Start of DATA SUPPLIED

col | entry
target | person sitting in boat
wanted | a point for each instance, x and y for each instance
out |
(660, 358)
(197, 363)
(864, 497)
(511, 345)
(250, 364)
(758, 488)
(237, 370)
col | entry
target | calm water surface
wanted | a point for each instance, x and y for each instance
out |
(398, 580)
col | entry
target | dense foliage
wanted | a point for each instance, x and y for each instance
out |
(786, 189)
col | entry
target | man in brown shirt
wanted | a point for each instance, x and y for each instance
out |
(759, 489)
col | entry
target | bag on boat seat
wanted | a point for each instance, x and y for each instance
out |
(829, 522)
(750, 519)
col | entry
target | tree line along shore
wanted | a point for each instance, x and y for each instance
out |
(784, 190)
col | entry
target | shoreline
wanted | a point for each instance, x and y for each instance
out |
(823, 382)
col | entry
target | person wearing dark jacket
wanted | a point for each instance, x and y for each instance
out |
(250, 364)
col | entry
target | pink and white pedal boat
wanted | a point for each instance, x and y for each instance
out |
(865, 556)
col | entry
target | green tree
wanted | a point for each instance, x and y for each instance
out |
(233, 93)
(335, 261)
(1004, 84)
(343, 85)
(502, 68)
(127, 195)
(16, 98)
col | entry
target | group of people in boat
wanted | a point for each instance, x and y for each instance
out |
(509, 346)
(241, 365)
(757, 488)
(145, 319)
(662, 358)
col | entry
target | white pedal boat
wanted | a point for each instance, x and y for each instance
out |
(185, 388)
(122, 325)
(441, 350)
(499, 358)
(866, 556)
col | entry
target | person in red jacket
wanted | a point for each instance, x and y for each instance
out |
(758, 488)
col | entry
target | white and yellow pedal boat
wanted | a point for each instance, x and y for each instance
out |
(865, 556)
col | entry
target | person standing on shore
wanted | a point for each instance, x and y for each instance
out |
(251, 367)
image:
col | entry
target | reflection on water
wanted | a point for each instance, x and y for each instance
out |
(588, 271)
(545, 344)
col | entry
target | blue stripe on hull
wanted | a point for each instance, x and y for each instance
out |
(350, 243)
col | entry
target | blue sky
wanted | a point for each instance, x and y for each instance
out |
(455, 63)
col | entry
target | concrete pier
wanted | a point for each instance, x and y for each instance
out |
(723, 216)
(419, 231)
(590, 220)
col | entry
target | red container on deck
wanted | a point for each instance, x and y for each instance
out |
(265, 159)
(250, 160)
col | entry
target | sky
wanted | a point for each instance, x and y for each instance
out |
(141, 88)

End of DATA SUPPLIED

Copy out the full material exactly as it appears.

col | entry
target | person sitting in boat
wanted | a point for each instance, x and y for each instance
out |
(660, 358)
(197, 363)
(864, 497)
(511, 345)
(250, 364)
(758, 488)
(237, 370)
col | entry
target | calm water surface
wanted | a point for each instance, x and y for each instance
out |
(398, 580)
col | entry
target | dense foliage
wanted | a point for each instance, x and y for each instance
out |
(786, 189)
col | entry
target | man in brown shirt
wanted | a point for each instance, x and y for each instance
out |
(759, 489)
col | entry
target | bag on boat seat
wanted | a point for each instance, x and y for each instance
out |
(829, 522)
(750, 519)
col | entry
target | tree line along shore
wanted | a point for each instance, x and y for each instance
out |
(784, 190)
col | entry
target | shoreline
wanted | a point for each instance, x and y for each instance
out |
(823, 382)
col | entry
target | person wearing dark jacket
wanted | a point for each instance, x and y for each instance
out |
(250, 364)
col | entry
target | pink and white pedal boat
wanted | a point for each instance, x and y for each instance
out |
(865, 556)
col | entry
target | green tree
wanted | a point for each instance, x and y for each instance
out |
(233, 93)
(335, 261)
(1004, 84)
(343, 85)
(502, 68)
(127, 195)
(16, 98)
col | entry
target | group of people in boat
wanted | a point for each instance, x and y for each instance
out |
(509, 346)
(241, 365)
(757, 488)
(145, 319)
(662, 358)
col | entry
target | white pedal boat
wanted | a point for each instance, x and y for each instance
out |
(185, 388)
(122, 325)
(441, 350)
(499, 358)
(866, 556)
col | entry
target | person in red jacket
wanted | a point for each instance, x and y for each instance
out |
(758, 488)
col | entry
target | white and yellow pedal boat
wanted | a point for each instance, x and y for each instance
out |
(865, 556)
col | entry
target | person standing on shore
wanted | a point for each instance, x and y for each instance
out |
(251, 367)
image:
col | entry
target | reflection on water
wanted | a point for each instance, x and y for each instance
out |
(588, 271)
(545, 344)
col | entry
target | blue stripe on hull
wanted | a point for each instance, x and y for each instance
out |
(350, 243)
col | entry
target | blue sky
wanted | a point for each instance, x and y for each instance
out |
(455, 63)
col | entry
target | concrete pier
wanted | a point for each instance, x and y for each instance
out |
(723, 216)
(419, 231)
(590, 220)
col | entry
target | red container on deck
wanted | a point for each instance, x and y for each instance
out |
(265, 159)
(250, 160)
col | entry
target | sky
wanted | a point for each instance, x and y for each instance
out |
(141, 88)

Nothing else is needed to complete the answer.